You look at the clock. It's 5 minutes to 10. You know you have five minutes to gather yourself, draw the legs of your pressed pair of trousers upon yourself, wrap the trouser waist around your hanging striped shirt with buttons yet to find their respective holes, plug that fattening (from credit card slips, forgotten invoices, occasional self-photos and a motley of obscure visiting cards) wallet into your back pocket, toss the car keys into the left pocket and mobile into the right, guess out belt hoops and weave the snaking leather into it, grab a stale sandwich from the covered plate on the dining table, run the fingery comb through the still-wet hair, glance for a second at your reflection passing behind the mirror, secure your feet and rush out, half-closing the door. You know all that. And you have done that, year after year after year. With practiced ease and nonchalance.
Today, however, it's a bit different. You still look at the ticking clock. Yes, five minutes to 10.
Just as you pull the trouser on yourself, pull blood to your leg muscles in an attempt to sprint, you see a pair of little legs on your bed kick air. You see little hands clenching and unclenching and cutting the cake of air at random angles. You hear faint cough sounds, exaggerated breath sounds. You hear this beside your pale sleepless wife, who has just closed her eyes, swollen with unspent nights. You have faint memory of the previous night; lights being turned on, cry-sounds, someone sitting up on the bed with bleary drowsy eyes till the next time you woke up again to find her still sitting on the bed, with a bundle in hand, hushing it, shaking it to silence. You had gone back to sleep, partly concerned, partly unconcerned. But when you have taken your bath and have freshened up, the faint images of last night pin you to the wall and spill guilt from your perforated skin.
So you decide while still looking at the clock. Unsure. For sure. You take the bundle in your hand before it explodes and wakes up everyone in its wake. You don't want that to happen. You feel responsible. Embarrassed. Guilty. Loved. Rather possessed by love. A salad of emotions.
Little legs kick your gut. They rumple the pressed shirt. They enter the gaps between button holes. A warm softness presses against your chest. Tiny nails scratch your face-wash dried cheeks. Ooops! hurts. You bring your face closer. Milky air hangs loosely around. And the clock ticks away. It shatters your thresholds, limits, estimations, calculations. No, you can't reach in time. You know that by now. But you are fettered. By the looks from large eyeballs in small sockets. A tiny mound of a nose with flared nostrils. Two lines of lips that curve like a beak.

**RECORDS:**
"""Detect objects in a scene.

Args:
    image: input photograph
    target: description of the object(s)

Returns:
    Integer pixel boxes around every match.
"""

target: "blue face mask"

**EXERCISE INSTRUCTIONS:**
1. From the passage, list each item named as fattening the wallet.
2. Based on the passage, say whether each statement is true, answering yes or no and quoting the deciding words: (a) The clock reads five minutes to 10. (b) The car keys go into the right pocket. (c) During the night, the wife was found sitting on the bed holding a bundle.

**RESPONSES IN ORDER:**
1.
- credit card slips
- forgotten invoices
- occasional self-photos
- a motley of obscure visiting cards

2.
(a) Yes: "It's 5 minutes to 10."
(b) No: "toss the car keys into the left pocket and mobile into the right"
(c) Yes: "to find her still sitting on the bed, with a bundle in hand"